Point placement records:
## Start
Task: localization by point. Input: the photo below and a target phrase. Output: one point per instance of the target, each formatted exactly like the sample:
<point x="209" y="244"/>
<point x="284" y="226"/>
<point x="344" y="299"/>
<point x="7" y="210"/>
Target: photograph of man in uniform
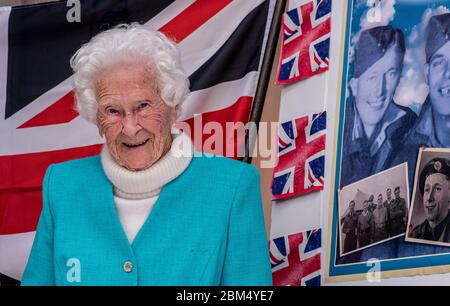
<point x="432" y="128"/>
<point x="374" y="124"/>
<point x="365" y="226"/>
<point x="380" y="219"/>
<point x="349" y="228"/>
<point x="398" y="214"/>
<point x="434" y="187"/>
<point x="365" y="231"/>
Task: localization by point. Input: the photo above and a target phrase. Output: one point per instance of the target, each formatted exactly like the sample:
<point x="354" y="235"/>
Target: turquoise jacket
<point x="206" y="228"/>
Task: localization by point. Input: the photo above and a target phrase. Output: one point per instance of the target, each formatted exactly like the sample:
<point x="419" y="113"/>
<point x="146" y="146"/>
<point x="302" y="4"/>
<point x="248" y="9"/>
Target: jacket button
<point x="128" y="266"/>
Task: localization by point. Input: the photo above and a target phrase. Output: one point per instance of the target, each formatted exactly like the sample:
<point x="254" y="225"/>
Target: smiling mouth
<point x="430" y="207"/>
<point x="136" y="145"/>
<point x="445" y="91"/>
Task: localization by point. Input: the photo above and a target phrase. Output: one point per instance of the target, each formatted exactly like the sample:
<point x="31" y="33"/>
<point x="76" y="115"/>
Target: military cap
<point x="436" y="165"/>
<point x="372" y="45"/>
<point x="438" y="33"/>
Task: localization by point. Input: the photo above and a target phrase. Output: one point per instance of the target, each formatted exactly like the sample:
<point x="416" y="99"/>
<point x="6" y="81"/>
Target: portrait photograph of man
## End
Please pick out every line of the records above that contains the word "photograph", and copy each of those lines.

# Answer for the task
Target: photograph of man in uniform
Target: portrait photograph of man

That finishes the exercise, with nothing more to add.